• **TEXT PASSAGE**:

I’m a huge fan of the Pew Research Center. They consistently publish interesting statistical insights about society in well-designed visual form.

Recently I saw this chart tweeted by Conrad Hackett that Pew published about a year ago showing which news outlets Americans of different political ideologies prefer as their main source of news about government and politics:

Pluses and Deltas

Pluses: It’s a clean design and easy to see the relative proportions for each particular ideology. There is no clutter in this chart. Obviously it’s an interesting data story that is very relevant to the news in the United States today.

• **WRITTEN TASKS**:
[1] Revise the post about the Pew chart, starting at "I’m a huge fan" and ending at "United States today.", with "chart" changed to "graphic".
[2] Using the post about the Pew chart, mark each statement yes or no and quote the deciding words: (a) Conrad Hackett tweeted the chart. (b) Pew published the chart about a month ago. (c) The chart has clutter in it.

• **PROVIDED DATA**:

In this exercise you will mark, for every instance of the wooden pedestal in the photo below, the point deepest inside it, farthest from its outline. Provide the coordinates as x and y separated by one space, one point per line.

• **ANSWERS PROVIDED**:
[1]
I’m a huge fan of the Pew Research Center. They consistently publish interesting statistical insights about society in well-designed visual form.

Recently I saw this graphic tweeted by Conrad Hackett that Pew published about a year ago showing which news outlets Americans of different political ideologies prefer as their main source of news about government and politics:

Pluses and Deltas

Pluses: It’s a clean design and easy to see the relative proportions for each particular ideology. There is no clutter in this graphic. Obviously it’s an interesting data story that is very relevant to the news in the United States today.

[2]
(a) Yes: "I saw this chart tweeted by Conrad Hackett"
(b) No: "that Pew published about a year ago"
(c) No: "There is no clutter in this chart."